**Задания:**
1 - В каком году, согласно докладу о Солбонэ Туя, Петр Дамбинов поступил в Жердовское сельскохозяйственное училище?
2 - Выведите без изменений фрагмент доклада о Солбонэ Туя начиная со слов "О Солбонэ Туя." и заканчивая словами "Лубсанова Эржена." включительно.

**Текст доклада:**
О Солбонэ Туя.
классный час
Предварительный просмотр:
Министерство образования и науки РБ
МАОУ «Средняя общеобразовательная школа № 4»
Доклад на тему:
Солбонэ Туя. Сборник стихов «Цветостепь»
Выполнила: ученица 9б класса
Лубсанова Эржена.
Улан-Удэ. 2015г.
Дамбинов Петр Никифорович (Солбонэ Туя)
Родился Дамбинов Петр Никифорович 20 февраля 1892 года в улусе Заглик Боханского района Иркутской области. Семья была многодетная - 7 братьев и сестер. Особенно тяжело было после смерти мамы, которая умерла, когда сыну было 8 лет, и отца, который умер на другой год после смерти матери. С 6 лет мальчик начал работать в поле. В 1907 году поступает в Жердовское сельскохозяйственное училище, которое находилось в 40 верстах от города Иркутск. Во время учебы был членом самообразовательного кружка «Солбон», созданного в Эхирит-Булагатском аймаке совместно с Т.Зандановым, А.Халмашкеевым. С этого кружка, по свидетельству поэта, берет начало литературный псевдоним Петра Дамбинова «Солбонэ Туя». К этому периоду относятся и первые пробы пера. Его стихи появлялись в стенгазетах училища, на страницах рукописных журналов «Очин» («Искра»), «Товарищ» и других, выпускаемых бурятским землячеством иркутских студентов. Эти стихи, к сожалению, не сохранились.
После окончания училища, в 1913 году, Петр Никифорович работает учителем. Позднее, в 1917 году, он переезжает в Иркутск и вступает в партию эсеров. Петр Дамбинов был представителем той части бурятской интеллигенции, которая не сразу приняла Октябрьскую революцию и прошла сложный жизненный и творческий путь. С октября 1920 года Петр Дамбинов работает председателем Бурят-Монгольского народно-революционного комитета, председателем Бурят-Монгольского автономного управления в городе Чита. Здесь он редактирует газету «Голос бурят-монгола», публикует брошюру «О бурятском самоуправлении (что такое аймаки и почему они нужны)», работает над созданием базы для издания учебников на бурятском языке. В 1922 году за принадлежность к партии эсеров он был выслан в Москву. Там Петр Никифорович Дамбинов был сотрудником Торгово-промышленного банка СССР, занимал различные должности при бурятском представительстве в Москве. Официально свой выход из партии эсеров он оформил в Москве письмом в «Правде» от 5 апреля 1923 года. Причиной ухода из партии социалистов-революционеров указал безоговорочное признание Советской власти.

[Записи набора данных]
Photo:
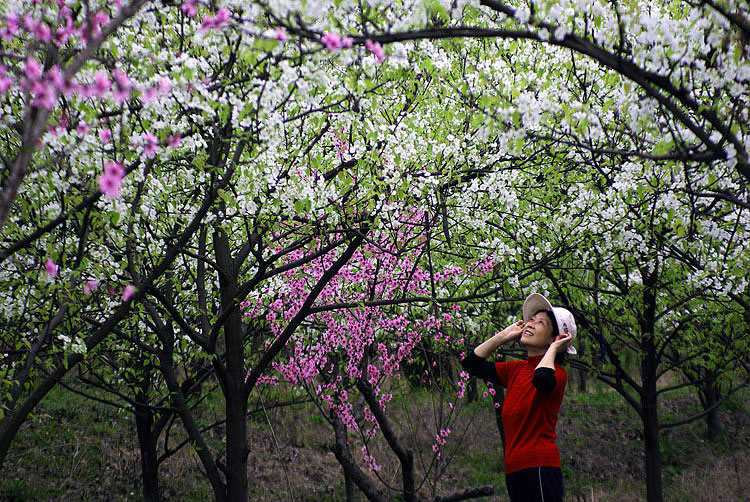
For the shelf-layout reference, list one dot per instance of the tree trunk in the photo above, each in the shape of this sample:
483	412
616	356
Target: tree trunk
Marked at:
710	398
649	396
149	464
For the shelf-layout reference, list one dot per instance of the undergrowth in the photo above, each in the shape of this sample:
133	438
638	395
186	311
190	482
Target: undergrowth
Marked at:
75	449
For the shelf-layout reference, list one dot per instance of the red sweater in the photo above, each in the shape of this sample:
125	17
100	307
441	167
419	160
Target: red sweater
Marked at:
529	416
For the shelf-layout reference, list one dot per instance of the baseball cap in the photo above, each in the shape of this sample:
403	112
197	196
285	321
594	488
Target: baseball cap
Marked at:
566	323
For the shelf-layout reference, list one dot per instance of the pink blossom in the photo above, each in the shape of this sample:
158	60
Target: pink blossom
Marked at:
51	267
174	140
332	41
55	77
10	29
32	69
65	32
189	8
5	81
105	135
90	286
165	85
45	95
111	180
102	84
149	95
128	293
376	49
124	85
150	144
114	169
217	21
42	32
110	186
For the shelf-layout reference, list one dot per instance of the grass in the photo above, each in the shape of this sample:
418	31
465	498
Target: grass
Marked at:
76	449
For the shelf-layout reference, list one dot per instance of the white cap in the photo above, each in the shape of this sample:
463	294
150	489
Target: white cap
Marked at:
566	323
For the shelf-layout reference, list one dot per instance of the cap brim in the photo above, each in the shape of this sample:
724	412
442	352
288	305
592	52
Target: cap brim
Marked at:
533	304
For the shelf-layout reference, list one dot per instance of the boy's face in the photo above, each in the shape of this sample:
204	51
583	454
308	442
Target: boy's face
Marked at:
537	332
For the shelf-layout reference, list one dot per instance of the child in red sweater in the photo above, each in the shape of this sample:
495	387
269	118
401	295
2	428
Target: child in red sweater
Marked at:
535	388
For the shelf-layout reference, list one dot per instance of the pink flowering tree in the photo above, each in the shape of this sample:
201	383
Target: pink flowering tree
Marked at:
351	355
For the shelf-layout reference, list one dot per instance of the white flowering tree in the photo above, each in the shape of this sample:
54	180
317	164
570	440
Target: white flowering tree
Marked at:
176	155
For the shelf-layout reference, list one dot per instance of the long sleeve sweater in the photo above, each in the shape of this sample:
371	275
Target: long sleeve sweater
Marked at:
530	410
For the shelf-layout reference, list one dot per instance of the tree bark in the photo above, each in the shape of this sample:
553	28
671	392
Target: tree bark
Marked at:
649	395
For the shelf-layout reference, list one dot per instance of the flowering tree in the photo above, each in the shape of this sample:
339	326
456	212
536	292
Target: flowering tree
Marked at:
178	155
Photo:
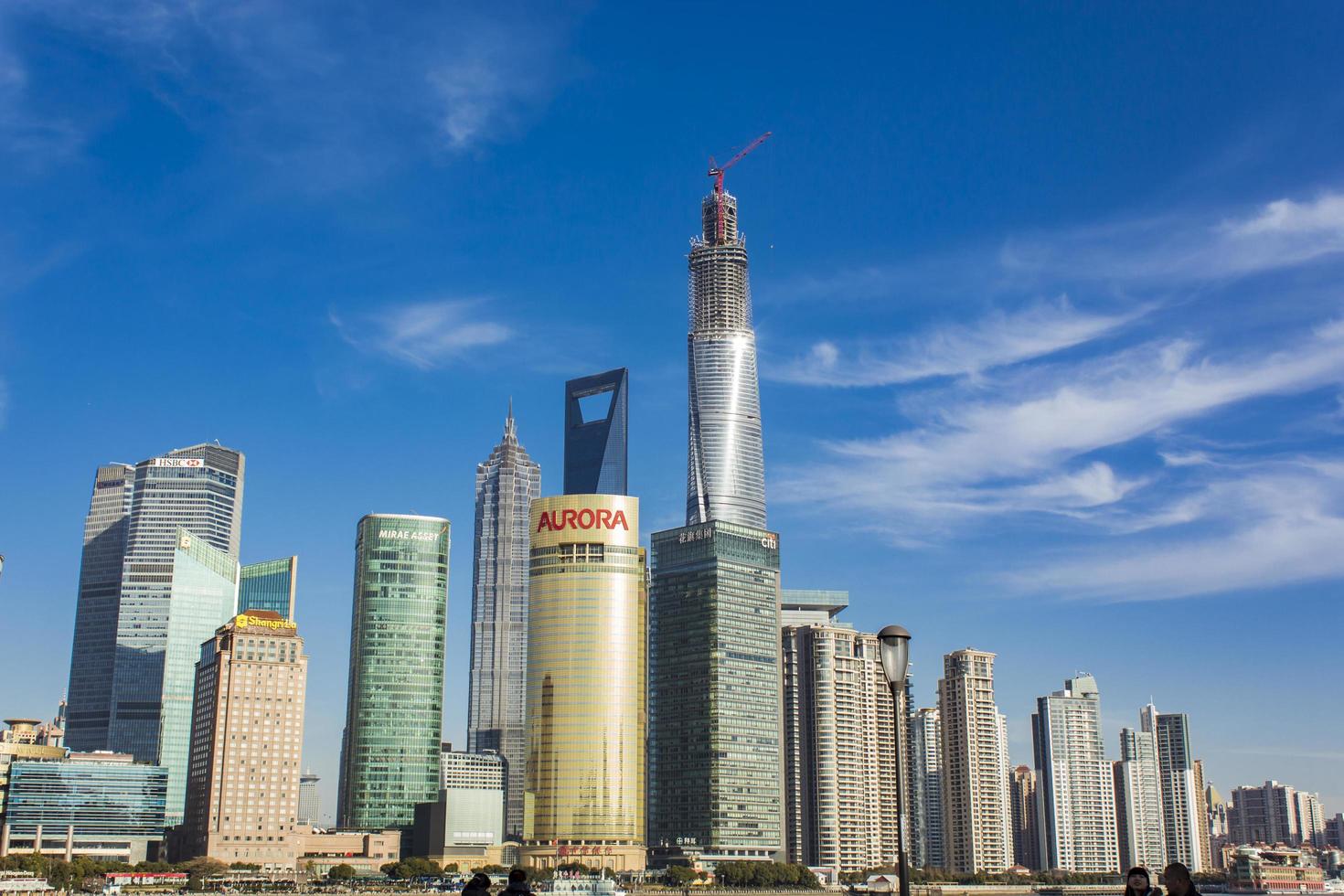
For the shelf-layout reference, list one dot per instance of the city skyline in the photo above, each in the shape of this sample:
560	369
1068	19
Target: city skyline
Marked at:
1018	395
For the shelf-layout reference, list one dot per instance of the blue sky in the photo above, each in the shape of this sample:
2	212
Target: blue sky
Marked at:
1047	298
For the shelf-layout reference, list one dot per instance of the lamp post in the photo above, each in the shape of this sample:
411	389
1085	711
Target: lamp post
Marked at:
895	661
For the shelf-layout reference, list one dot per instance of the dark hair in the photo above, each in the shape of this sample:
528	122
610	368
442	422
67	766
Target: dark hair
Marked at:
1137	869
1176	870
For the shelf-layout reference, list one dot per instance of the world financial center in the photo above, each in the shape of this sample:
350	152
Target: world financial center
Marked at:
394	712
506	485
159	574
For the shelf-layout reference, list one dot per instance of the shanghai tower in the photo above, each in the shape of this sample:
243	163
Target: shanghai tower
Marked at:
725	464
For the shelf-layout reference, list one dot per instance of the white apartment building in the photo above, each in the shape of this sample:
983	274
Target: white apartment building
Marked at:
975	766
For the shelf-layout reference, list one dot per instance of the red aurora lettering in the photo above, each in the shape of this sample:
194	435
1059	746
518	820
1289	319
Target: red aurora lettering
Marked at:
585	518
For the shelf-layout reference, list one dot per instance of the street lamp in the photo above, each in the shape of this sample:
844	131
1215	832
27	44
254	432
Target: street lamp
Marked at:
895	661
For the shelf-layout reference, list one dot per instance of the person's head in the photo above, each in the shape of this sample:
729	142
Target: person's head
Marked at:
1178	879
1137	880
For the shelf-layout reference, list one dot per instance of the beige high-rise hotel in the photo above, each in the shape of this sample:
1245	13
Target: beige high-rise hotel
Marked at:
246	743
840	753
975	766
586	673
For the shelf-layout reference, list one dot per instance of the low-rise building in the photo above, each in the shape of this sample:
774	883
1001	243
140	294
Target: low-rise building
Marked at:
365	850
26	739
1272	870
100	805
246	738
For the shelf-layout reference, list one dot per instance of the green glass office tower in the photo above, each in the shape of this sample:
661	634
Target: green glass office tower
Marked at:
205	594
394	713
715	730
269	586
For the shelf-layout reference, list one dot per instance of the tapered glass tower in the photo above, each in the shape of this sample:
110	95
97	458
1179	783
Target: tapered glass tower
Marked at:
725	464
496	715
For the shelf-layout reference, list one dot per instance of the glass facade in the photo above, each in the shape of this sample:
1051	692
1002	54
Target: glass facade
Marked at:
269	586
496	712
205	595
99	798
197	491
93	656
597	443
725	463
394	712
586	699
715	744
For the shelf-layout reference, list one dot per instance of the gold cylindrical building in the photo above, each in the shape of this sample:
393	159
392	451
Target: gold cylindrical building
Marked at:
586	666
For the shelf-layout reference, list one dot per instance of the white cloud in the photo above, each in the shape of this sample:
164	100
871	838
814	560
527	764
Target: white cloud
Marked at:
1277	524
325	98
422	335
1014	445
997	340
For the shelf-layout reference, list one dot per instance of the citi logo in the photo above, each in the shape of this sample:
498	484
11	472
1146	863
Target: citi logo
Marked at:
585	518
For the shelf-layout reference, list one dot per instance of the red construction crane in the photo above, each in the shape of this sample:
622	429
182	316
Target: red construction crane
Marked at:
717	171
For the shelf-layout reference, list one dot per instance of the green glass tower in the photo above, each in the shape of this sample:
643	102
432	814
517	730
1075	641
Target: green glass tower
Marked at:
269	586
394	713
715	730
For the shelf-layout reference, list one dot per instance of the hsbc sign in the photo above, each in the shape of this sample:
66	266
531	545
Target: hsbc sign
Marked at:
581	518
179	461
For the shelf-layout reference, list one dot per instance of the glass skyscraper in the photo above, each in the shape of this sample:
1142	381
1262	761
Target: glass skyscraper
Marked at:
725	464
506	485
597	434
93	657
1180	795
394	713
715	729
269	586
586	698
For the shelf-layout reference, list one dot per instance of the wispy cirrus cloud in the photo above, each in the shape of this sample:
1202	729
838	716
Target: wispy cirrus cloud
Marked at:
955	349
329	94
1023	427
1137	254
422	335
1176	251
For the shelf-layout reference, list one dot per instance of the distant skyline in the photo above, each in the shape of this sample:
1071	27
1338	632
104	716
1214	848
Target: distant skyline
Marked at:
1047	311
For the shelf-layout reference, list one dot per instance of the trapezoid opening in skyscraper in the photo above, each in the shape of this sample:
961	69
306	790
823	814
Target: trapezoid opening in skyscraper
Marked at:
595	434
725	457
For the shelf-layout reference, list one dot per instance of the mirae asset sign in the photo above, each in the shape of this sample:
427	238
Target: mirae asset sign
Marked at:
177	461
408	535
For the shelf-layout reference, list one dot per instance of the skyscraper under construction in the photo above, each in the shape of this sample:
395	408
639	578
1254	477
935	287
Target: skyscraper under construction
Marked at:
725	464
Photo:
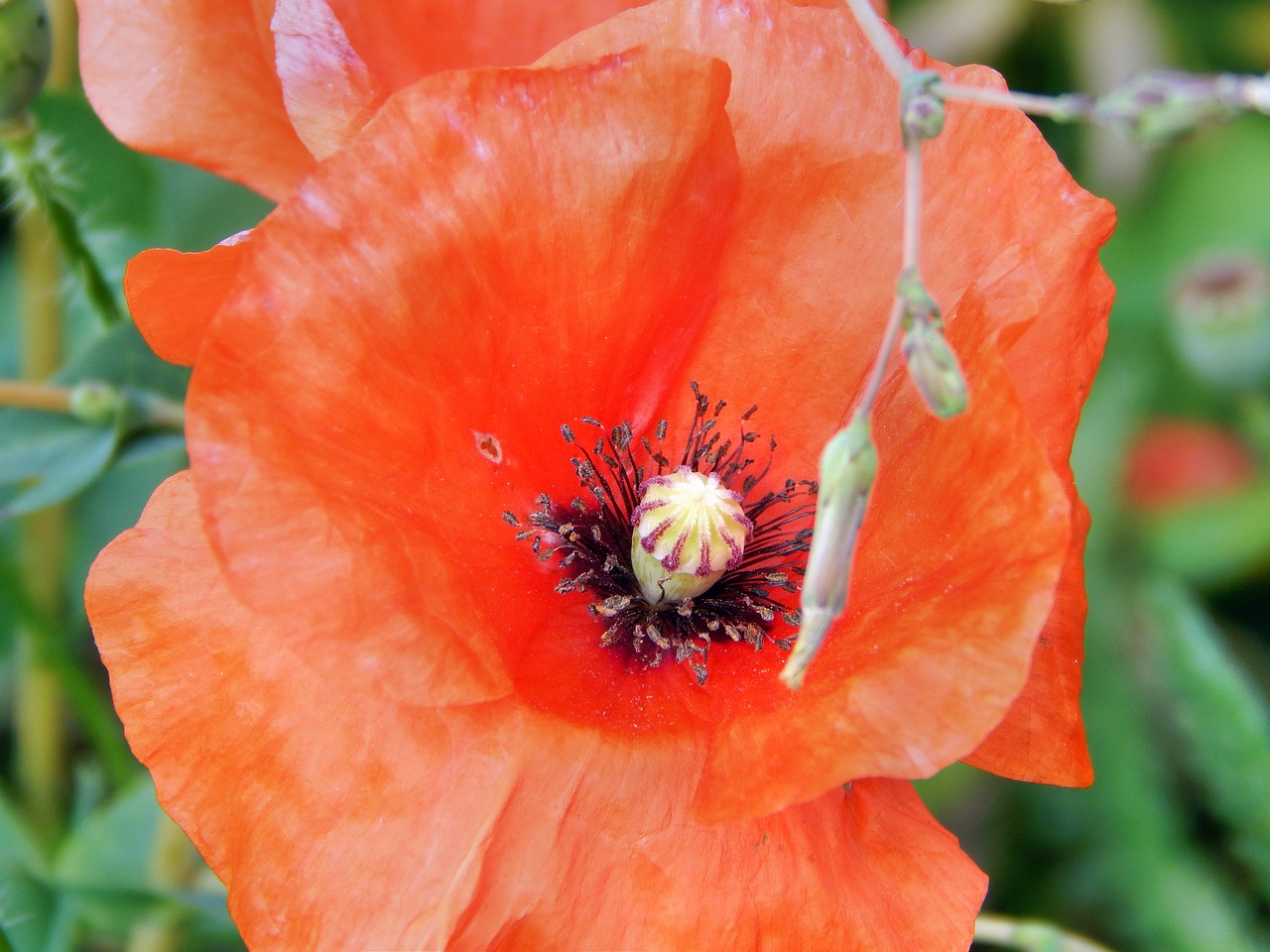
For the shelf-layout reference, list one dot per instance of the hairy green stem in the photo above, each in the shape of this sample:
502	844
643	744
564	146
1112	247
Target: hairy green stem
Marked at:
1029	936
30	173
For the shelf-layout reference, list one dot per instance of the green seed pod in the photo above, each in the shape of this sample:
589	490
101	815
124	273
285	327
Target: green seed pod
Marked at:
931	363
26	51
847	468
1162	105
921	111
1220	320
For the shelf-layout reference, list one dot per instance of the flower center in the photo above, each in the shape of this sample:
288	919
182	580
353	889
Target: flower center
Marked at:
689	531
675	557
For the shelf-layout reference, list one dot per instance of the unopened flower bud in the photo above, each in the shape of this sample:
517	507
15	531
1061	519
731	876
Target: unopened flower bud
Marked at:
26	51
1220	320
95	403
689	531
1165	104
931	362
921	109
847	468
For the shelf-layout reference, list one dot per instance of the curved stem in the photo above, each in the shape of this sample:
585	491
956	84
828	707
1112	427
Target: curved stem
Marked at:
40	734
880	40
1029	936
35	397
33	180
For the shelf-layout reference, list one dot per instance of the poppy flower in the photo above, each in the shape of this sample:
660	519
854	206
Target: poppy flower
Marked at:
1178	462
386	721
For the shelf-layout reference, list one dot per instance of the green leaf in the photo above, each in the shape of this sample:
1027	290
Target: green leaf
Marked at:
1214	542
46	458
64	467
105	866
1219	717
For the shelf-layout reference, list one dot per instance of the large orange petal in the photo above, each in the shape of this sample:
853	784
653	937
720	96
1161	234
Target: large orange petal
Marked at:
340	817
404	41
173	296
817	234
953	578
500	253
1042	738
191	80
329	91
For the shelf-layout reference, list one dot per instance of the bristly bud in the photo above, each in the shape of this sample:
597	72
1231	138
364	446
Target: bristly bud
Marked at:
1220	320
921	109
26	51
1162	105
935	370
95	403
847	468
689	531
931	362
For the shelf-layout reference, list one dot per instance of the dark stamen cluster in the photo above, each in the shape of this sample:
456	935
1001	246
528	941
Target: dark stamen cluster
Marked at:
592	537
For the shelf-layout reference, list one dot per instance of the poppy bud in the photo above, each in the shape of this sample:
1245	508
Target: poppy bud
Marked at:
689	531
95	403
1220	320
921	111
26	51
1165	104
931	362
847	467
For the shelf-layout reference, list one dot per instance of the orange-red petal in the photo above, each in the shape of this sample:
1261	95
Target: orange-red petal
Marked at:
173	296
500	253
191	80
817	234
340	817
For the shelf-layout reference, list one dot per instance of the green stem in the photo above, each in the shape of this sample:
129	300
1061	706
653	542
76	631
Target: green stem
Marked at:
173	864
33	180
148	411
49	653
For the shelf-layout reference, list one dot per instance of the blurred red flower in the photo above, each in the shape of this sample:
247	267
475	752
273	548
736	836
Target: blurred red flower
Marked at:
361	694
1175	462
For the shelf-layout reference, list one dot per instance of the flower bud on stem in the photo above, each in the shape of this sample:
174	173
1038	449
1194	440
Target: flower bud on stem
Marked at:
26	53
847	467
30	171
931	362
921	108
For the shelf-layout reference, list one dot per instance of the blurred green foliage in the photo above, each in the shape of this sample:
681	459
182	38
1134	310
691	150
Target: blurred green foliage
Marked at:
1167	852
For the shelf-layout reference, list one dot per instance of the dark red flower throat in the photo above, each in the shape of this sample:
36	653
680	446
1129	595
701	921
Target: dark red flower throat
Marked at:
593	536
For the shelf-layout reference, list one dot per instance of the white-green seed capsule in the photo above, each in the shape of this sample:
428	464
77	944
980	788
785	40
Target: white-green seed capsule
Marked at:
921	109
689	531
847	468
1220	320
95	403
931	363
26	51
935	370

**Ответы:**
1 - В 1907 году.

2 -
О Солбонэ Туя.
классный час
Предварительный просмотр:
Министерство образования и науки РБ
МАОУ «Средняя общеобразовательная школа № 4»
Доклад на тему:
Солбонэ Туя. Сборник стихов «Цветостепь»
Выполнила: ученица 9б класса
Лубсанова Эржена.